TASK REQUIREMENTS
This exercise requires an exact copy of each line from the one containing "point_to marks one point per instance of the rocky" down to the last line below.

MATERIAL PROVIDED
-*-

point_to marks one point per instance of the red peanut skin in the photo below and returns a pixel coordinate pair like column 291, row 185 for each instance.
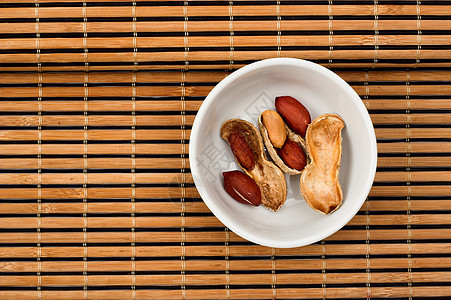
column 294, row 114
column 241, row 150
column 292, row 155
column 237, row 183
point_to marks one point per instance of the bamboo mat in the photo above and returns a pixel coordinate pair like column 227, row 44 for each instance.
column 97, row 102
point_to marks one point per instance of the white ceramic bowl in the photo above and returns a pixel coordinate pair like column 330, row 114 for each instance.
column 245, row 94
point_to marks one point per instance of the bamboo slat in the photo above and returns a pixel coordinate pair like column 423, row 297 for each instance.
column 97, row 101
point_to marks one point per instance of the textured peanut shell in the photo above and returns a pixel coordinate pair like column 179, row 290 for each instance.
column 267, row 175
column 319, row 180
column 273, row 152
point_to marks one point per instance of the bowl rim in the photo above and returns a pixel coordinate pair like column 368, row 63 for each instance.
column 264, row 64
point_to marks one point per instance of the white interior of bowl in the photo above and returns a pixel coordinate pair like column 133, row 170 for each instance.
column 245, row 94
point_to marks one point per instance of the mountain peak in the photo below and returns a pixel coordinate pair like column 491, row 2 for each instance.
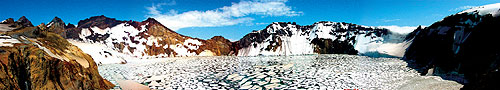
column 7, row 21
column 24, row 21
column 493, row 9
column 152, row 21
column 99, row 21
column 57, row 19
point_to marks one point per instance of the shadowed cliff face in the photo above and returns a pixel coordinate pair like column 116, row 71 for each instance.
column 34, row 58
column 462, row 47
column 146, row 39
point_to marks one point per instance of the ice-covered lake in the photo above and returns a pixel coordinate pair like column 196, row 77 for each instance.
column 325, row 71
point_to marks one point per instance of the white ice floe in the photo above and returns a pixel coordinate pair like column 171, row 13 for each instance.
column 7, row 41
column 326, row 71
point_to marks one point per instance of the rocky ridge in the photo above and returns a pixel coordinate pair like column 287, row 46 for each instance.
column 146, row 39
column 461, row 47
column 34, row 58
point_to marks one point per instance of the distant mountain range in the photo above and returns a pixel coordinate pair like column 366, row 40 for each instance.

-*-

WRITTEN RESPONSE
point_to marks one point per instance of the rocky ridge in the photo above and returns a pixel coordinate pair like column 287, row 46 for each instance.
column 146, row 39
column 461, row 47
column 34, row 58
point_to marks one point per instance of the distant mountain range in the photo above and returns a pixel coordinate pair like column 366, row 40 for each instance.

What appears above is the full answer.